SUPPLIED DATA below:
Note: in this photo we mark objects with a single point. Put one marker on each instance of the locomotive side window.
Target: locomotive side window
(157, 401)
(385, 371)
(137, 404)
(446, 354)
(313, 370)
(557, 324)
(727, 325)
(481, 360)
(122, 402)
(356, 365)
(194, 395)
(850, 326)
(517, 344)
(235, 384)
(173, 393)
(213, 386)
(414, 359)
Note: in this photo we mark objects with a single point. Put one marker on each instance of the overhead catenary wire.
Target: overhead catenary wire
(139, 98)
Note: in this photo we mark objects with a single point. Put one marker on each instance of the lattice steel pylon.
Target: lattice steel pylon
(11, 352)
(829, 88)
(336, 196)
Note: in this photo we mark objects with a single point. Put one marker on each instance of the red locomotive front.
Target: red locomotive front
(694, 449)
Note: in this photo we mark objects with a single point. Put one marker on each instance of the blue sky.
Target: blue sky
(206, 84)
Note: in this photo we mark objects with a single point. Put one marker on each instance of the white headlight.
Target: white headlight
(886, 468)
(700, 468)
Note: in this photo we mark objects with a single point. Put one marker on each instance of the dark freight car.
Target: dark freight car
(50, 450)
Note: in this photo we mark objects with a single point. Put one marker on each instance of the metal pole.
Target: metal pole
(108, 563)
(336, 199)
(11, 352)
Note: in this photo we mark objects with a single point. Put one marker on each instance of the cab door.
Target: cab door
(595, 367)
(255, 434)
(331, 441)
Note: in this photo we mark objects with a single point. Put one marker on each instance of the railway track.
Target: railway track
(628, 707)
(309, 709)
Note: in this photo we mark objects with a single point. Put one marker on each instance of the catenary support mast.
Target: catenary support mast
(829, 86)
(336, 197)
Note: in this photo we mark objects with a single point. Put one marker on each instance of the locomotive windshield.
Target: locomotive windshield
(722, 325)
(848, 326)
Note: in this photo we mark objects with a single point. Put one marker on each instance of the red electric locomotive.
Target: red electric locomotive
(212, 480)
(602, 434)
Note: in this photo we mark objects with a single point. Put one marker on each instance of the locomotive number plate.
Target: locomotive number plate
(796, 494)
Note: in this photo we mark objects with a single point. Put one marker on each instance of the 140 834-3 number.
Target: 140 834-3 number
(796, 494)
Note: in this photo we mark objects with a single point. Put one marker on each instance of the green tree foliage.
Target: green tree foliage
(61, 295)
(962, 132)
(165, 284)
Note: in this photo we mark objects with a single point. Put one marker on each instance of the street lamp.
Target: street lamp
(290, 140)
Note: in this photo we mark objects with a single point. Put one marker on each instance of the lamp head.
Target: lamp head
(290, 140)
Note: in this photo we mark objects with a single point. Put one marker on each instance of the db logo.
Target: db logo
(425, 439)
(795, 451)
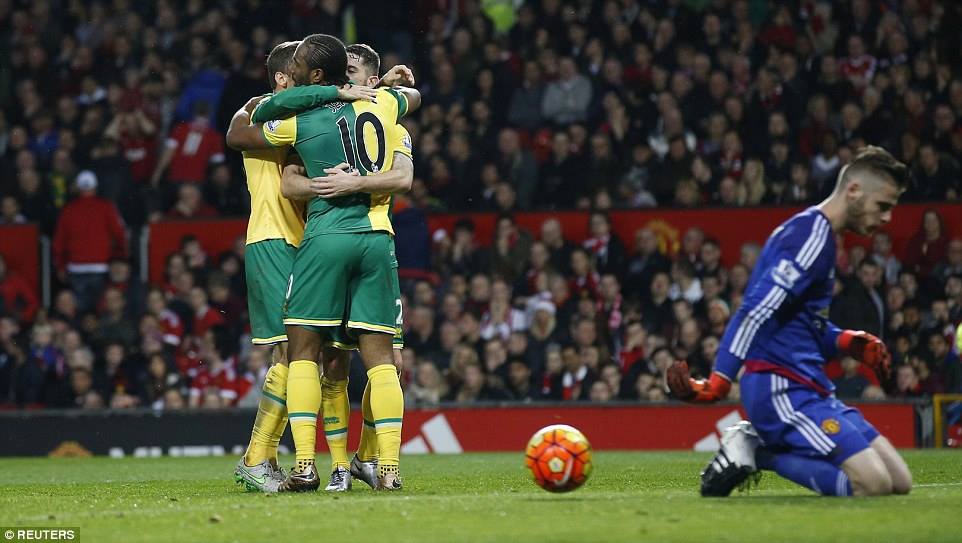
End of SUPPLIED DATA.
Return a word-for-word copy of the lines above from the one holding "dark freight car." through the one holding "the street lamp.", with both of them included and nothing besides.

**EXERCISE ANSWER**
Note: in this photo we mark objects with a single point. Put one marker on each instance of the dark freight car.
Target: dark freight car
(50, 450)
Note: in this photo we mark objects with a single point. Put one marker on each instance of the metal pole.
Target: metal pole
(108, 563)
(336, 199)
(11, 352)
Note: in this photo we mark objects with a single point. Put one marker on each instance of the cab door.
Target: cab door
(595, 367)
(255, 434)
(331, 441)
Note: in this photo we mark objects with a single point. Put one marker on each instance of the railway track.
Target: railway track
(628, 707)
(309, 709)
Note: in this photo we mark objects with a single point. Put one marker on each instance of the catenary support mast.
Target: catenary support mast
(829, 86)
(336, 197)
Note: in this photo we mark objects with a single point. Put one marker on each instance of the locomotive windshield.
Target: locomotive windshield
(722, 325)
(848, 326)
Note: in this photo we mark objects with a single point. Put one marker on each instance of the red electric locomotive.
Target: red electric locomotive
(212, 480)
(602, 434)
Note: in this photo we mark objects with a single point. Put one marker on each instance of the locomotive number plate.
Target: locomotive number plate
(796, 494)
Note: in this photo we mark objects with a single point. Put one marker on each instance of the 140 834-3 number.
Target: 140 834-3 number
(796, 494)
Note: in this photo we mark objects with a single point. Put one marker on each instance of the green tree foliage.
Target: green tree foliage
(61, 295)
(962, 132)
(165, 284)
Note: in this photo we mark objects with a single point. Put one marker on each instance of the street lamp.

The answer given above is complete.